> _The exercise_
Copy the data from the line containing "Identify every curved row of tea bush." through the line containing "[137,199,219,415]", both lines included, character for character, without any of the pictures.

> _Given information_
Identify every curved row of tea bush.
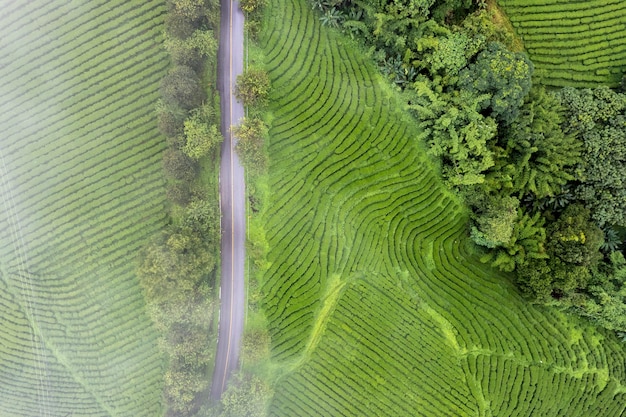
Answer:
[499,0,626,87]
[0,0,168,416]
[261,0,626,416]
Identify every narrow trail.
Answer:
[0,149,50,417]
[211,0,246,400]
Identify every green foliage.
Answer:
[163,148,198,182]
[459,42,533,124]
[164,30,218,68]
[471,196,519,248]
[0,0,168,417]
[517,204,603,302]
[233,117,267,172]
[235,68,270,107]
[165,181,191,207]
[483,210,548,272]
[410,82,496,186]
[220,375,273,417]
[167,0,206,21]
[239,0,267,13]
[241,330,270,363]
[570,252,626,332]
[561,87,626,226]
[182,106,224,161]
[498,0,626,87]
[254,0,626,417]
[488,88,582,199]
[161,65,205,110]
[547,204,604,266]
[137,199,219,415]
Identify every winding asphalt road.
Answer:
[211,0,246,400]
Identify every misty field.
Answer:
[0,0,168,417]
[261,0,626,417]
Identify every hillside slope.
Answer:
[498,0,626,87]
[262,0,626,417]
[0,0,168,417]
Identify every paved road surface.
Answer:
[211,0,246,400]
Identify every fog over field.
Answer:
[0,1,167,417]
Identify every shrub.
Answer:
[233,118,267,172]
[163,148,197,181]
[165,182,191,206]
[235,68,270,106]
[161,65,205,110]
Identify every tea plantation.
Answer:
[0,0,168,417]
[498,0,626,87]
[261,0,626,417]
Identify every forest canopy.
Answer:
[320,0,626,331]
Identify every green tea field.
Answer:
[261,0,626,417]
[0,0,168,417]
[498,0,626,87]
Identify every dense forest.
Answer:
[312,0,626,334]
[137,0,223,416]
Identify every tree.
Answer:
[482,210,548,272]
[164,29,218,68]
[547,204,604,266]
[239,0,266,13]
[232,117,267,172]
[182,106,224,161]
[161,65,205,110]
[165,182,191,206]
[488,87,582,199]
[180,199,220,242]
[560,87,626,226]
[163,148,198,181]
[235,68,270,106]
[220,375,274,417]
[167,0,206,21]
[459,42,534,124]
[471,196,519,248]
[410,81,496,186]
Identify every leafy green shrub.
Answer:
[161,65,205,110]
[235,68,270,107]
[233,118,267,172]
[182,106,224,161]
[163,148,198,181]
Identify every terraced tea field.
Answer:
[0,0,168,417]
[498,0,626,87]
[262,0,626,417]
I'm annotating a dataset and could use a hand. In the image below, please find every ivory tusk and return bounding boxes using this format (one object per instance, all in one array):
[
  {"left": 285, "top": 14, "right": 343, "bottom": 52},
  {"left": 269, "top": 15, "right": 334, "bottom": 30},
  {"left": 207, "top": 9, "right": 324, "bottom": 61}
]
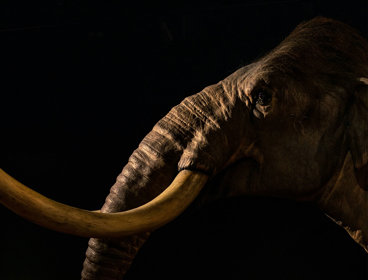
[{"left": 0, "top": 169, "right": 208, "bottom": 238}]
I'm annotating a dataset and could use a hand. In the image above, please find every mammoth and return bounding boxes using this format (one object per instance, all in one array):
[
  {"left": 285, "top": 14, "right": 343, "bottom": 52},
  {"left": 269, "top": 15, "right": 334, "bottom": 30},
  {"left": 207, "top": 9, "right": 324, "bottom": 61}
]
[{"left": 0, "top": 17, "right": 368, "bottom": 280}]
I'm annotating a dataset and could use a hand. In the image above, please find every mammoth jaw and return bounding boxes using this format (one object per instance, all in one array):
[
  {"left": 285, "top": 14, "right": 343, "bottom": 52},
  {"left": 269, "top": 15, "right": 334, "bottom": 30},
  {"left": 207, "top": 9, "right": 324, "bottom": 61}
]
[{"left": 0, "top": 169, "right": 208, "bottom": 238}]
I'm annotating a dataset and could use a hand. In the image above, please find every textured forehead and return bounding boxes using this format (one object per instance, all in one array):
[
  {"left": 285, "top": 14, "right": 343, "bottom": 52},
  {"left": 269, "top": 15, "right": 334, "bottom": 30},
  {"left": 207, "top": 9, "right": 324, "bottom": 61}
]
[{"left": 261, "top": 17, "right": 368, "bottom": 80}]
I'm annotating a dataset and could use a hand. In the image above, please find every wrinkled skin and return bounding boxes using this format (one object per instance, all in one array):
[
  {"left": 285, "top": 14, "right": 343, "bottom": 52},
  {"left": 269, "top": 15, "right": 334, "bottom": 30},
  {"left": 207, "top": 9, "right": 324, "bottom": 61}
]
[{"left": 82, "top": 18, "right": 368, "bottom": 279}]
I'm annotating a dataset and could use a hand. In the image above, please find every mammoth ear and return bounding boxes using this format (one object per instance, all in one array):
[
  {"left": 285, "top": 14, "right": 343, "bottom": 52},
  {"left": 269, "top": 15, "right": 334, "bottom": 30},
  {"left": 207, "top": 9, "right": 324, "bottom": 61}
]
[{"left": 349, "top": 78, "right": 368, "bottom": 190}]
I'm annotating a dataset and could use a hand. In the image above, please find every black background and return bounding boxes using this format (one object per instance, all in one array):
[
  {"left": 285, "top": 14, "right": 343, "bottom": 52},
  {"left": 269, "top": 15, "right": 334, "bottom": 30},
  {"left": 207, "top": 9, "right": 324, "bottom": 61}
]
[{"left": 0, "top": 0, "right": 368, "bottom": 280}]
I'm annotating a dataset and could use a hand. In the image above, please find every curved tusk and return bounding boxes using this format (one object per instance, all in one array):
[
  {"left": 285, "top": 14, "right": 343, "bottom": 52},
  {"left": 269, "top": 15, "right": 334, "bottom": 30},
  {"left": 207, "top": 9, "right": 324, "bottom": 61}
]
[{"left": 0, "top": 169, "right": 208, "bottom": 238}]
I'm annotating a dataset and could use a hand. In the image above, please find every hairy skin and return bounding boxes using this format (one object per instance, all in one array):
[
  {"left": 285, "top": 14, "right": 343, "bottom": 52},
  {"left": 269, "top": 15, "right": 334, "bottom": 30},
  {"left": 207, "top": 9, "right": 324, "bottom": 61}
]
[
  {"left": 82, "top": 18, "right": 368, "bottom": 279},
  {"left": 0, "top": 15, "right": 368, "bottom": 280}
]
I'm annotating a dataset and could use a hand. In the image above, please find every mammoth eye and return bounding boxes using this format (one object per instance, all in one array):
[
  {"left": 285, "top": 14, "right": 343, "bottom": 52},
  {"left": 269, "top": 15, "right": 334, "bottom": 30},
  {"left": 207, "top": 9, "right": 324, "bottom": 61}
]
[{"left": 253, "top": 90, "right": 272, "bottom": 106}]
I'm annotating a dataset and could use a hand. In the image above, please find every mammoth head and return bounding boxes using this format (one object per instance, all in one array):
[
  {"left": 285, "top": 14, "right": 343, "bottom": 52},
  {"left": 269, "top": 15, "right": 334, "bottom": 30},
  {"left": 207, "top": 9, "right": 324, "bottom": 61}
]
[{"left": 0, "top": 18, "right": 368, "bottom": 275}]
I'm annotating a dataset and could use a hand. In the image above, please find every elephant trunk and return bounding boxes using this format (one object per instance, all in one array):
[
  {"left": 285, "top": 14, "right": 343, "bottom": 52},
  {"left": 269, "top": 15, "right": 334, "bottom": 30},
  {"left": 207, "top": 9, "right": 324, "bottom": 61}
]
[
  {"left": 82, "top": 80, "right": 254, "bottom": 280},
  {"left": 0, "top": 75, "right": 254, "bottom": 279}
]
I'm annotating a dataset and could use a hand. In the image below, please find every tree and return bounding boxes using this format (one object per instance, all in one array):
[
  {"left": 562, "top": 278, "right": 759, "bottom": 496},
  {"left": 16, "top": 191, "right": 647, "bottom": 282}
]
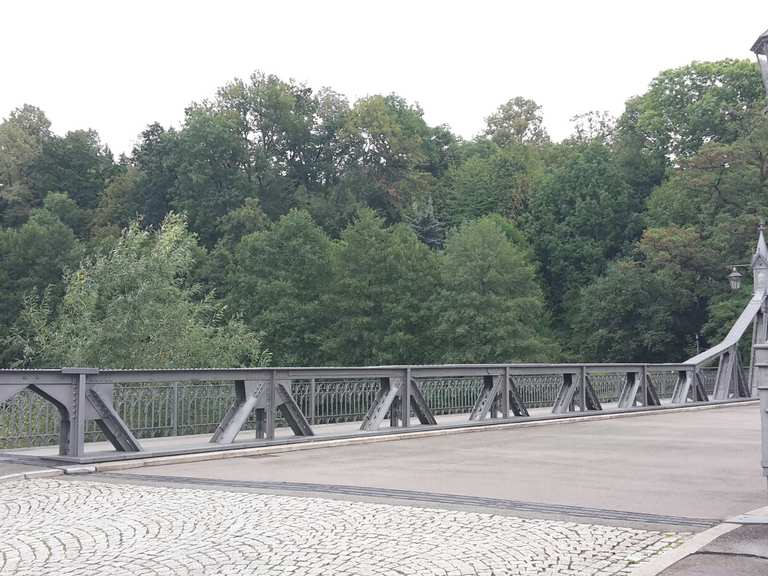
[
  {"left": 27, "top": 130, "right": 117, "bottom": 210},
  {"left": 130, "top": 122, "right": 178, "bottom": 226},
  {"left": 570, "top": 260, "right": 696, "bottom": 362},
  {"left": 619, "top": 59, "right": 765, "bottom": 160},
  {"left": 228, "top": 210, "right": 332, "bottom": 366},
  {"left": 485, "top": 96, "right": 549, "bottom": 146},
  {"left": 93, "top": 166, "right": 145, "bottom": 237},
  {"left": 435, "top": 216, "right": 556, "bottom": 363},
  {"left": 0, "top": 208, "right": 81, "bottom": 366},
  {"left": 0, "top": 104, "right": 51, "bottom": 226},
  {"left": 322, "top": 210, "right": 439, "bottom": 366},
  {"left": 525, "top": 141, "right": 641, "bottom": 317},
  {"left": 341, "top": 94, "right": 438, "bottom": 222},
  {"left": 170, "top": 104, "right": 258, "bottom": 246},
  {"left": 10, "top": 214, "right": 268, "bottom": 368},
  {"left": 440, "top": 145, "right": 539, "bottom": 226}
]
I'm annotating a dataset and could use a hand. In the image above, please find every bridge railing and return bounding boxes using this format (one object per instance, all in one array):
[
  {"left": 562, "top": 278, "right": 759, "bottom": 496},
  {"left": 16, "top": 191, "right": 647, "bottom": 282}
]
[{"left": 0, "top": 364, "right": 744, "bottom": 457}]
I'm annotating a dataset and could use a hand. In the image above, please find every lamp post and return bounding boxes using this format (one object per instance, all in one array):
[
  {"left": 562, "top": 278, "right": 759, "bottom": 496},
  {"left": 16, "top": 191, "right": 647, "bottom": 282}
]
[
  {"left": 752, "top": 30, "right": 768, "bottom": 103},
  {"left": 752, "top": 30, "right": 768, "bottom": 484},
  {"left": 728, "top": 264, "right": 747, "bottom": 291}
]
...
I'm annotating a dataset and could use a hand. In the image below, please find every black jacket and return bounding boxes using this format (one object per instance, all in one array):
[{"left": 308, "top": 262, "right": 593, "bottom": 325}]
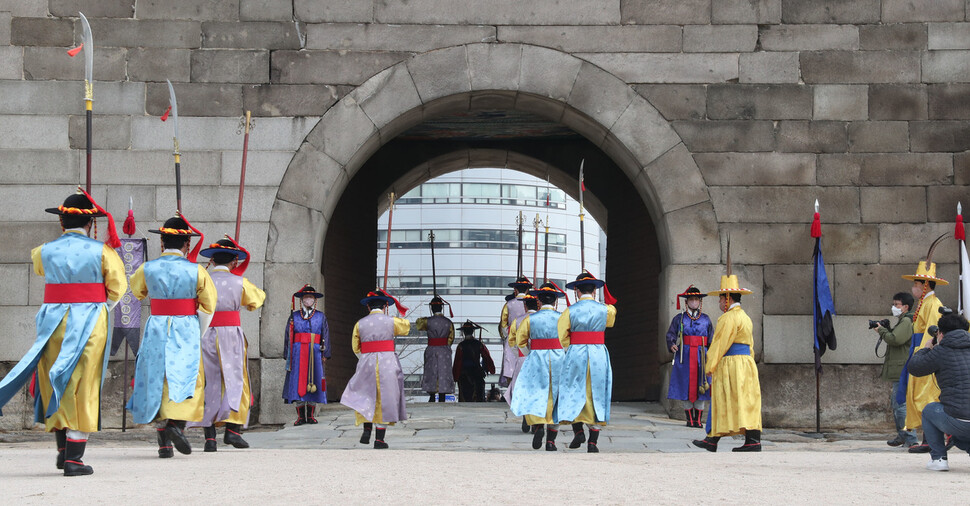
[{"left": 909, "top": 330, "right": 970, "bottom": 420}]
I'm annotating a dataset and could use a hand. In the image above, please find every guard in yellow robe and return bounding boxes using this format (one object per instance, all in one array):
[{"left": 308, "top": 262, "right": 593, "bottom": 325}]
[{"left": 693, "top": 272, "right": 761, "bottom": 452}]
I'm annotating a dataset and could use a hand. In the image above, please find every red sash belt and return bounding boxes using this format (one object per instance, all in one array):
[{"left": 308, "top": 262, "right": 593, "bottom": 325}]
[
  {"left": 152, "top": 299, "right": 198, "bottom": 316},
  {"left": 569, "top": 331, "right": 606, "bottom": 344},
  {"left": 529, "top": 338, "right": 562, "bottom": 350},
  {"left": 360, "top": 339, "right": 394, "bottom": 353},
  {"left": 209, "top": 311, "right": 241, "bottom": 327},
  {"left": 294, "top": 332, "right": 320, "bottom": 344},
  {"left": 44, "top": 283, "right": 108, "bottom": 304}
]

> _Answer to the task_
Identify every curved row of tea bush.
Answer:
[499,0,626,87]
[0,0,168,416]
[261,0,626,416]
Identify every narrow trail.
Answer:
[0,149,50,417]
[211,0,246,400]
Identify every green foliage.
Answer:
[163,148,198,182]
[459,42,533,124]
[164,30,218,68]
[471,196,519,248]
[0,0,168,417]
[517,204,603,302]
[233,117,267,172]
[235,68,270,107]
[165,181,191,207]
[483,210,548,272]
[410,82,496,186]
[220,375,273,417]
[167,0,206,21]
[239,0,267,13]
[241,330,270,363]
[570,252,626,332]
[561,87,626,226]
[182,106,224,161]
[498,0,626,87]
[254,0,626,417]
[488,88,582,199]
[161,65,205,110]
[547,204,604,266]
[137,199,219,415]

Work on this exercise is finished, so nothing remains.